*Problem*
All records must be quoted exactly. Omit the pictures.

- - -

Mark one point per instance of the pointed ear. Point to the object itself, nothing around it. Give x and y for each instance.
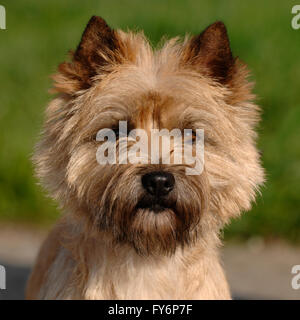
(99, 47)
(210, 51)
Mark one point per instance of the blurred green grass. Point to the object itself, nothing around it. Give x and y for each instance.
(39, 34)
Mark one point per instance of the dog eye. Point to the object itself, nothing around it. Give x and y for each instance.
(190, 135)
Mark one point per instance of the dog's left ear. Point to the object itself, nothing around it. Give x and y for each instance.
(210, 52)
(98, 49)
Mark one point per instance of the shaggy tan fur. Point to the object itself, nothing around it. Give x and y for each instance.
(106, 246)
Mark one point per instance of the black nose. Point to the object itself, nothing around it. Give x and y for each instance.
(158, 183)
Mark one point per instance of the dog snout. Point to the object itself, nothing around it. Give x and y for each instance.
(158, 183)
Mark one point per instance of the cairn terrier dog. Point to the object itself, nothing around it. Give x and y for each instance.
(144, 230)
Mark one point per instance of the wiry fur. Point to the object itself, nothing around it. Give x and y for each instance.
(107, 246)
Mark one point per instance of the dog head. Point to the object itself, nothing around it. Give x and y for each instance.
(194, 84)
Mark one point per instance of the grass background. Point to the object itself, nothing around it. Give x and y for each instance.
(39, 34)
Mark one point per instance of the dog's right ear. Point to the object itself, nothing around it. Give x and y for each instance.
(98, 49)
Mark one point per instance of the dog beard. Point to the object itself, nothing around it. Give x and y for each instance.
(151, 225)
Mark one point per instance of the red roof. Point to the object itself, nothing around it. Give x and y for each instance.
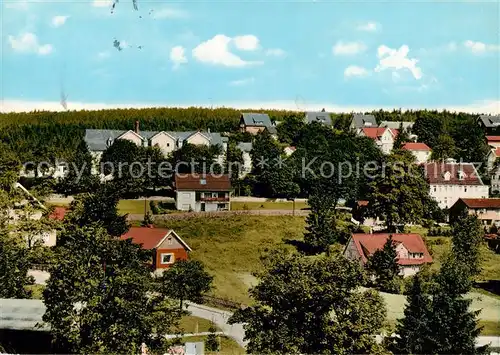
(493, 138)
(481, 202)
(437, 171)
(367, 244)
(416, 146)
(58, 213)
(149, 237)
(202, 182)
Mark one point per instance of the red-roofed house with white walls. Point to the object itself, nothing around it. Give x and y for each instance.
(411, 251)
(450, 181)
(420, 151)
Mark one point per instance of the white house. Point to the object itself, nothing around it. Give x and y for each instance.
(384, 137)
(420, 151)
(450, 181)
(202, 192)
(411, 251)
(245, 148)
(98, 140)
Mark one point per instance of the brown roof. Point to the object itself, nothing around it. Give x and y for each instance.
(202, 182)
(481, 202)
(416, 146)
(435, 172)
(149, 237)
(367, 244)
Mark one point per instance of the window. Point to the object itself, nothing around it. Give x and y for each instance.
(167, 258)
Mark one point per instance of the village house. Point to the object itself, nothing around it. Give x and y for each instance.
(254, 123)
(202, 192)
(360, 121)
(98, 140)
(487, 210)
(383, 137)
(166, 245)
(320, 117)
(245, 148)
(420, 151)
(490, 124)
(450, 181)
(411, 251)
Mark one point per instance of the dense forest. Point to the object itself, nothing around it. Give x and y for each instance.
(43, 135)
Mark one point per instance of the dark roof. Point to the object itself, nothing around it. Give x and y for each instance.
(367, 244)
(481, 202)
(490, 121)
(436, 171)
(201, 182)
(150, 238)
(321, 117)
(361, 121)
(257, 119)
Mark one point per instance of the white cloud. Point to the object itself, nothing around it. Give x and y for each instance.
(369, 27)
(102, 3)
(58, 21)
(275, 52)
(242, 82)
(216, 51)
(9, 105)
(348, 48)
(168, 12)
(355, 71)
(246, 42)
(178, 56)
(397, 59)
(480, 47)
(28, 43)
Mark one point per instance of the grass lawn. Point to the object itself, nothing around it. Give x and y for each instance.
(227, 345)
(230, 247)
(132, 206)
(268, 205)
(192, 324)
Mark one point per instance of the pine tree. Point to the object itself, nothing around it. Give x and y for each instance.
(413, 329)
(384, 266)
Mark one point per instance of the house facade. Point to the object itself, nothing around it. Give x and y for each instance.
(420, 151)
(487, 210)
(202, 192)
(98, 140)
(166, 245)
(411, 251)
(450, 181)
(254, 123)
(383, 137)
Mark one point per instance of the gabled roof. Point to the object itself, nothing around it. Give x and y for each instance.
(397, 124)
(416, 146)
(202, 182)
(435, 172)
(490, 121)
(360, 120)
(481, 202)
(256, 119)
(321, 117)
(151, 238)
(367, 244)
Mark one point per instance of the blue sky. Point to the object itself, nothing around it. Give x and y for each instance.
(344, 56)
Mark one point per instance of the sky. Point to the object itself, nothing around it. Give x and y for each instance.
(343, 56)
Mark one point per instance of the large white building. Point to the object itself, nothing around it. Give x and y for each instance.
(450, 181)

- - -

*Correct response*
Mark one point per instance of the pointed ear. Point to the object itself, nothing around it. Give x and y for each instance.
(99, 47)
(210, 51)
Mark one point per instance of the blurred green grass. Point to the object itself, nothing around it. Give x and y for each instance.
(39, 34)
Mark one point per instance of the dog eye. Point to the object itself, nothing around it. Give x and y for each instance.
(190, 135)
Mark one point per instance of the dog's left ear. Point to the object itself, nothing around it. Give x and y for each instance.
(210, 52)
(98, 49)
Mark one point per instance of the shaggy tan fur. Point to the object itself, nothing around it. Give x and y for each instance.
(106, 246)
Mark one point per instance of the black nose. Point to the object itself, nothing around it. Give x and y for each instance.
(158, 183)
Mark one point per instance of the dog snout. Point to the object itself, nothing around it. Give x and y for each instance.
(158, 183)
Mark one point per instance of the cairn terrier dog. Point to the object itself, nothing around it. Give x and y for each instance.
(144, 230)
Mark one point per instance of the wiry fur. Point to the object itself, nothing around it. Give x and y for each instance.
(107, 246)
Mark one point per instance of the dog head. Point to the object itself, nothing around it. Give x and y for each instance.
(194, 84)
Mark one point per instance of the grass background. Point to the object itself, nothing around it. Give x and y for each instance.
(39, 34)
Mark one point per instance of the dog's right ear. Point to the object itself, nothing around it. Give x and y for each instance.
(98, 49)
Mark one point per instance of the dog beard. Point to the object itself, nothing around it. Give x and y for each instance.
(151, 225)
Mark one point per instance of the red roof. Point to the object itself, nothing around it. Give x and y for each instance.
(493, 138)
(481, 202)
(437, 171)
(367, 244)
(416, 146)
(58, 213)
(149, 237)
(202, 182)
Mark one point per instance of the red-roofed house with white walls. Point to the object itself, nothing around it. Give x and y for each instance.
(411, 251)
(450, 181)
(420, 151)
Mark one point per instance of the white house. Point to the object itself, nothing around it. Give x and y for each instance.
(384, 137)
(420, 151)
(450, 181)
(202, 192)
(411, 251)
(245, 148)
(98, 140)
Mark one point per instance of the brown roof. Point to the object itself, nothing around it. Give x and y for each instance.
(202, 182)
(481, 202)
(416, 146)
(435, 172)
(149, 237)
(367, 244)
Mark one point per instance of the window. Point to the object itself, nothing around it. Give x and y for each instance.
(167, 258)
Mark one point per instance of the village house. Point to the object itself, nothing around it. Give x and y for each instance.
(254, 123)
(202, 192)
(360, 121)
(98, 140)
(487, 210)
(383, 137)
(166, 245)
(320, 117)
(245, 148)
(420, 151)
(490, 124)
(450, 181)
(411, 251)
Mark one point per instance of the dense forest. Point to the object itself, nothing around it. Give x and y for each instance.
(43, 135)
Mark one point per instance of the dark roof. Point to the object itself, nothing around it. Give x and y for each instance.
(367, 244)
(481, 202)
(490, 121)
(436, 171)
(201, 182)
(150, 238)
(321, 117)
(361, 121)
(257, 119)
Mark one point per instance of the white cloud. Point to the object itself, nothing around it. Give x and y for each instance.
(369, 27)
(102, 3)
(58, 21)
(275, 52)
(242, 82)
(216, 51)
(9, 105)
(348, 48)
(168, 12)
(355, 71)
(246, 42)
(178, 56)
(397, 59)
(480, 47)
(28, 43)
Mark one point per instance of the grass lawn. Point to the object itself, nothing around it. Give x and y for each instance.
(227, 345)
(230, 247)
(132, 206)
(268, 205)
(192, 324)
Mark one point per instance of the pine tree. Point to the object itself, nothing around it. Give x and y for each instance.
(413, 329)
(384, 266)
Mark one point per instance of the house facade. Point to the object itself, nothing around it. Give x and y for each instance.
(420, 151)
(487, 210)
(202, 192)
(98, 140)
(166, 245)
(411, 251)
(450, 181)
(254, 123)
(383, 137)
Mark one point per instance of the gabled roof. Point to the object itself, nothing around it. Give x and y for each instance.
(397, 124)
(416, 146)
(202, 182)
(435, 172)
(490, 121)
(360, 120)
(481, 202)
(256, 119)
(321, 117)
(151, 238)
(367, 244)
Mark one point per instance of the blue sky. Point to the object itself, nothing around it. Give x and y for each instance.
(344, 56)
Mark one point per instance of the sky. Point to the object itself, nothing around it. Give x and y for each instance.
(343, 56)
Mark one point per instance of the large white building. Point to the object itself, nothing around it. Give x and y for each instance.
(450, 181)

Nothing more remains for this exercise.